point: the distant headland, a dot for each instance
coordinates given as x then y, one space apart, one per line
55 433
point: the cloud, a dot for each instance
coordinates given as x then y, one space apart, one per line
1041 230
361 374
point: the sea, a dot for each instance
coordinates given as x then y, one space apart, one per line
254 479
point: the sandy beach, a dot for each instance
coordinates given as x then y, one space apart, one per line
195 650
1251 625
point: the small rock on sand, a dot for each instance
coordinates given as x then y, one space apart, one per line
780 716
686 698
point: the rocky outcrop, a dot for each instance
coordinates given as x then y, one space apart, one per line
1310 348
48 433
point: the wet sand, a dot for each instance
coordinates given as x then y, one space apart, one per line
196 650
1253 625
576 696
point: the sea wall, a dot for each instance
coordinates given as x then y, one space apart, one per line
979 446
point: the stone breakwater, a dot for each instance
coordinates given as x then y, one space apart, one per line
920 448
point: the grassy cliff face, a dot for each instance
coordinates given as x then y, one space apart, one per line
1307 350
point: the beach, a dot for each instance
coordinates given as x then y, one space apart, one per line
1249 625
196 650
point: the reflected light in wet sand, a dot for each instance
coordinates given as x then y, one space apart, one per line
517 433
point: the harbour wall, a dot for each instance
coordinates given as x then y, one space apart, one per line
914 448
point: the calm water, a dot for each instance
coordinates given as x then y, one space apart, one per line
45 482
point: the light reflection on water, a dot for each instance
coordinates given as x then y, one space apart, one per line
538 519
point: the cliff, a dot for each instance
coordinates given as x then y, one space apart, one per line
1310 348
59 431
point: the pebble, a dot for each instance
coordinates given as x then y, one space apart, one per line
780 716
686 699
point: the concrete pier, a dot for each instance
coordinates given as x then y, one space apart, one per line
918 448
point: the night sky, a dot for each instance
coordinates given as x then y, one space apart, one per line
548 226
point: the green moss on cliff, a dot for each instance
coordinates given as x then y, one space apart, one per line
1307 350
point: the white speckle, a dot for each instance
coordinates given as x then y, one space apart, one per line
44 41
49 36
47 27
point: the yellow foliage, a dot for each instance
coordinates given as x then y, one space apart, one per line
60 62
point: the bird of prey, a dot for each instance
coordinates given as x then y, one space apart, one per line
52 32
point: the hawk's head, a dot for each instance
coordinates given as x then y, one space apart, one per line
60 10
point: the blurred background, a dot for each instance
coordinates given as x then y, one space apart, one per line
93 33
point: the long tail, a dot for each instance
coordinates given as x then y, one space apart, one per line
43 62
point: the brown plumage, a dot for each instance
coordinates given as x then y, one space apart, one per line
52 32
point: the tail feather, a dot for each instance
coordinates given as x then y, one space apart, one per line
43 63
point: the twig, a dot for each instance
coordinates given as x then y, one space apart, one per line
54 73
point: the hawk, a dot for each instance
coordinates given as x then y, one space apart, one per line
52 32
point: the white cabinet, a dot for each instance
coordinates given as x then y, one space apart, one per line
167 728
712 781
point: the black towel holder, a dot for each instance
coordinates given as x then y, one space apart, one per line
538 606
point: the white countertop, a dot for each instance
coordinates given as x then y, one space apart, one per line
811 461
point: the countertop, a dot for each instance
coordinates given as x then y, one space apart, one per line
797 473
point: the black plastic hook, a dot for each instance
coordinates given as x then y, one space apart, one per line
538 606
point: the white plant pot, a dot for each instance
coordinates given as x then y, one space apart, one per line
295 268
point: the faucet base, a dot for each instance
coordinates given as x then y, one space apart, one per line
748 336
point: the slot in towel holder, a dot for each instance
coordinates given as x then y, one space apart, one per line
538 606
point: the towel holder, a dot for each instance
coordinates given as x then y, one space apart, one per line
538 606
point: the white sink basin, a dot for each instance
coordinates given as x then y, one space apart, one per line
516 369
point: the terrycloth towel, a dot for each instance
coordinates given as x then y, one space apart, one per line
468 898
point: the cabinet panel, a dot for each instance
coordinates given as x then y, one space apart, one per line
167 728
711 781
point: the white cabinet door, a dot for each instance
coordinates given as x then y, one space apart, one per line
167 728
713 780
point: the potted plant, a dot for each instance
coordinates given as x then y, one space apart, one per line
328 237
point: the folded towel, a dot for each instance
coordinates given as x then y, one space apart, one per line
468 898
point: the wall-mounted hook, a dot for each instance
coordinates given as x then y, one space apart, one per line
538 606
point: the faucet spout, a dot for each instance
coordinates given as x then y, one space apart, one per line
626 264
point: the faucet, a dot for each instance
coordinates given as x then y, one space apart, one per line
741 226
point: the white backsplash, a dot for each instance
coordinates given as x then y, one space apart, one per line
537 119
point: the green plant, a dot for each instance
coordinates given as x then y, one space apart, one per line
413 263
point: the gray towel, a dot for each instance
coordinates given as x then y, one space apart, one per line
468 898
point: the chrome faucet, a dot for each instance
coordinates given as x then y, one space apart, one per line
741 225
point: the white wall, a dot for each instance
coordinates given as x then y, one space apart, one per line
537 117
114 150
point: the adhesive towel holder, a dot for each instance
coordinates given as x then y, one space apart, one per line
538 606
········
• _WHAT IS NEEDED_
Edit all of the rows above so that each "one space apart" becomes "separated by a comma". Leave everything else unchanged.

• _FULL ANSWER_
point: the distant headland, a dot for each instance
coordinates given as x then y, separated by a comma, one per line
55 433
point: the cloud, a dot for each instance
coordinates given as x then y, separated by a comma, one per line
1041 230
361 374
point: the sea, a dot for each instance
coordinates given as x then y, separated by a comma, one per line
254 479
point: the sandy beach, a dot for each instance
coordinates given as x then y, separated by a comma, one per line
195 650
1251 625
point: the small rock on sand, a dot for each instance
coordinates given as x then y, separated by a comma, one per line
780 716
686 698
point: the rocky outcrop, a dot for each instance
coordinates given as x then y, separated by a comma, one per line
1310 348
48 433
point: the wet sand, a dot for each instance
coordinates given as x then y, separated by a comma, one per line
196 650
1253 625
576 696
point: the sea wall, a dot for each instance
coordinates given as x then y, separated by a comma, one per line
979 446
point: the stone breakwater, a dot for each instance
coordinates given as x then y, separated by a comma, one per line
920 448
point: the grassy cliff face, a dot for each instance
coordinates given as x then y, separated by a comma, one per line
1307 350
point: the beach, a dot for each instance
coordinates given as x then y, separated by a comma, one per line
1249 625
196 650
point: the reflected light in wet sand, a dot for each instance
coordinates given as x then y, separated by a comma, one per line
517 433
point: the harbour wall, a dot for each instance
coordinates given as x then y, separated by a comma, one per line
914 448
point: the calm water, a dot for each instance
coordinates given as x then y, separated by a comma, one per line
45 482
point: the light reflection on water, a dot for each instance
coordinates given as x then y, separated by a comma, one per line
538 519
point: the cliff, a dot for each instance
coordinates given as x then y, separated by a comma, one per line
1310 348
59 431
point: the pebble, a dot for each instance
coordinates given as x then y, separated by a comma, one per line
780 716
686 699
point: the concrete pier, a dot for each instance
coordinates given as x then y, separated by a comma, one per line
918 448
point: the night sky, a dot for each instance
coordinates given as x then y, separated by a comma, one per line
548 226
point: the green moss on cliff, a dot for each instance
coordinates given as x then y, separated by a comma, one per line
1307 350
point: the white speckle, a dot for each instance
coordinates given as x then y, separated by a comma, one per line
44 41
49 36
47 27
point: the yellow foliage, a dot for each instance
coordinates given as x then y, separated by a comma, one per line
60 62
point: the bird of prey, a dot for each instance
coordinates given as x then y, separated by a comma, one per line
52 32
point: the hawk's head, a dot for each instance
coordinates given as x then y, separated by a comma, one per line
60 10
point: the blurred background, a dot for each instance
coordinates given as x then y, separated by a comma, one per line
93 33
point: the long tail, a dot for each instance
coordinates given as x then y, separated by a comma, one per line
43 62
point: the brown plumage, a dot for each instance
coordinates given as x then y, separated by a comma, one per line
52 32
point: the tail feather, a dot for each instance
coordinates given as x then y, separated by a comma, one per line
43 63
point: the twig, a dot for each instance
coordinates given as x then y, separated by a comma, one per line
54 73
point: the hawk, a dot for each instance
coordinates given as x then y, separated by a comma, one per line
52 32
point: the white cabinet, a dot for each instance
coordinates given as x then y, separated by a comma, one per line
167 728
712 781
point: the black towel holder, a dot for each instance
coordinates given as x then y, separated by a comma, one per line
538 606
point: the white countertop, a dot for each instance
coordinates given as x then y, separated by a comma, one per line
811 461
point: the countertop, a dot for each instance
coordinates given as x then y, separated by a comma, one per line
797 473
point: the black plastic hook, a dot for each instance
coordinates given as x then y, separated by a comma, one per line
538 606
point: the white plant pot, a dot for each instance
coordinates given as x then y, separated by a comma, one per line
295 268
point: the faucet base, a dot for each instance
coordinates given as x then y, separated by a comma, one per line
748 336
point: the slot in towel holder, a dot for each instance
coordinates given as x then y, separated by a comma, one per line
538 606
point: the towel holder, a dot for each instance
coordinates given as x then y, separated by a comma, one per line
538 606
point: the white sink basin, a dot for each instance
coordinates given as x then y, separated by a comma, one per line
516 369
point: the terrycloth towel, a dot for each instance
coordinates given as x then y, separated by a comma, one per line
468 898
point: the cabinet panel, a dot for each instance
coordinates given as x then y, separated by a comma, one per line
167 728
711 781
point: the white cabinet door, a dot for each instance
coordinates given as x then y, separated by a comma, one per line
167 728
713 780
point: the potted plant, a dot for each instance
coordinates given as x then y, separated by a comma, one per line
328 237
point: the folded towel, a dot for each instance
coordinates given as x then y, separated by a comma, one per line
468 898
point: the wall-mounted hook, a dot for each instance
coordinates given as x then y, separated by a comma, one per line
538 606
point: the faucet spout, a dot for each instance
coordinates given as x then y, separated by a comma, one per line
626 264
point: the faucet, a dot for each instance
coordinates given as x then y, separated by a comma, one per line
741 226
point: the white backsplash, a dot for each instance
coordinates given as x then y, separated by a comma, one per line
537 119
point: the green plant, a dot for each instance
coordinates given as x then y, separated by a comma, one per line
413 263
point: the gray towel, a dot for each instance
coordinates given as x then y, separated by a comma, one per line
468 898
point: the chrome faucet, a dot for each instance
coordinates given as x then y, separated by a comma, one per line
741 225
point: the white wall, a dot for each instance
coordinates given as x then y, separated by a comma, one per line
537 117
114 150
point: the adhesive towel holder, a dot for each instance
coordinates given as x then y, separated by a comma, one per line
538 606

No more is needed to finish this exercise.